# [Texte d'étude]
= = = = = = =

La France, qui disposait avec l’électricité nucléaire d’un atout décisif pour une économie décarbonée, a perdu le fil de sa politique énergétique.
Les chocs pétroliers des années 1970 ont marqué la fin de l’ère keynésienne en même temps que le début du long décrochage de la France. Le choc électrique qui accompagne la sortie de l’épidémie de Covid comporte également une dimension systémique.
À court terme, le défi découle de l’explosion du prix de l’électricité, qui a été multiplié par cinq en un an.
Cette envolée, redoublée par la pénurie qui sévit notamment en Chine, compromet la reprise et alimente l’inflation. La ponction sur le pouvoir d’achat des ménages crée un risque social, dont le mouvement des « gilets jaunes » a souligné le danger.
Les tensions sur l’offre entraînent un recours accru au charbon, synonyme de désastre écologique. Enfin, l’Europe, qui importe la quasi-totalité de son gaz, se trouve soumise à un chantage de la Russie, qui assure 40 % de son approvisionnement et menace de l’interrompre si elle n’obtient pas satisfaction pour annexer l’Ukraine.
À long terme, la décarbonation de l’économie, et notamment la réalisation des objectifs européens d’une baisse de 55 % des émissions d’ici à 2030 et d’une neutralité à l’horizon 2050, implique une augmentation de la production d’électricité de 40 % pour la France et de 50 % pour l’Union européenne. Les réseaux devront être modernisés et renforcés, notamment grâce à leur numérisation.
Simultanément, la compétition entre les puissances se renforce pour assurer leur sécurité énergétique, sur fond de montée des tensions internationales. Or pour l’heure, l’Europe ne dispose d’aucune stratégie crédible pour se doter des capacités de production indispensables, assurer la résilience des réseaux, assurer l’acceptabilité sociale des augmentations tarifaires indissociables de la hausse progressive du prix du carbone, garantir la continuité de son système électrique.
La crise énergétique est ainsi révélatrice de l’impasse dans laquelle se sont enfermées l’Union européenne et la France. La commission s’est légitimement donnée pour priorité la construction d’un grand marché de l’énergie.
Mais elle a commis la même erreur que dans le domaine de la concurrence en ne tenant compte que du point de vue du consommateur et en l’organisant autour d’un marché spot indexé sur les prix du gaz. Elle s’est alignée sur l’Allemagne pour encourager une sortie rapide du nucléaire. Avec pour résultats un effondrement des capacités pilotables et une vulnérabilité des réseaux qui créent un risque de blackout comparable à celui expérimenté par le Texas, une forte volatilité des prix, un recours intensif au charbon et au lignite, enfin une dangereuse dépendance stratégique vis-à-vis du gaz russe que Nord Stream 2 entend pérenniser.

= = = = = = =

# [Consigne 1]
Recopiez sans rien changer le passage du texte sur la crise énergétique qui commence par les mots « À long terme, la » et s'achève par « son système électrique. ».
# [Consigne 2]
Répondez brièvement à ces questions à partir du texte sur la crise énergétique.
(a) Par combien le prix de l'électricité a-t-il été multiplié en un an ?
(b) Quelle part de l'approvisionnement en gaz de l'Europe la Russie assure-t-elle ?
(c) Sur quel pays la Commission s'est-elle alignée pour encourager une sortie rapide du nucléaire ?

# [Données]

= = = = = = =

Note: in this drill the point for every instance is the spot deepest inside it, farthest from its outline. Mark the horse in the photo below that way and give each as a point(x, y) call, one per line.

= = = = = = =

# [Réponse 1]
À long terme, la décarbonation de l’économie, et notamment la réalisation des objectifs européens d’une baisse de 55 % des émissions d’ici à 2030 et d’une neutralité à l’horizon 2050, implique une augmentation de la production d’électricité de 40 % pour la France et de 50 % pour l’Union européenne. Les réseaux devront être modernisés et renforcés, notamment grâce à leur numérisation.
Simultanément, la compétition entre les puissances se renforce pour assurer leur sécurité énergétique, sur fond de montée des tensions internationales. Or pour l’heure, l’Europe ne dispose d’aucune stratégie crédible pour se doter des capacités de production indispensables, assurer la résilience des réseaux, assurer l’acceptabilité sociale des augmentations tarifaires indissociables de la hausse progressive du prix du carbone, garantir la continuité de son système électrique.

# [Réponse 2]
(a) Par cinq.
(b) 40 %.
(c) L'Allemagne.